**SUPPLIED DATA:**
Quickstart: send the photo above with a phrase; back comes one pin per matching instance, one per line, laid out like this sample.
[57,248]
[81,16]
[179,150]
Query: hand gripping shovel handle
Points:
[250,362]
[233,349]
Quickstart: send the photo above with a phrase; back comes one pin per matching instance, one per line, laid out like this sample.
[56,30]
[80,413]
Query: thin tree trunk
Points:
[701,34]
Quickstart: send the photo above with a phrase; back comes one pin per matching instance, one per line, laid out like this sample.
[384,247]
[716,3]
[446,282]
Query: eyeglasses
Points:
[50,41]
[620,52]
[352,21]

**HOW TO COMPLETE THIS TASK:** Your answer should be the lines of the material above that include "Query".

**ANSWER SECTION:**
Query: hand gripping shovel handle
Query: thin tree trunk
Query: eyeglasses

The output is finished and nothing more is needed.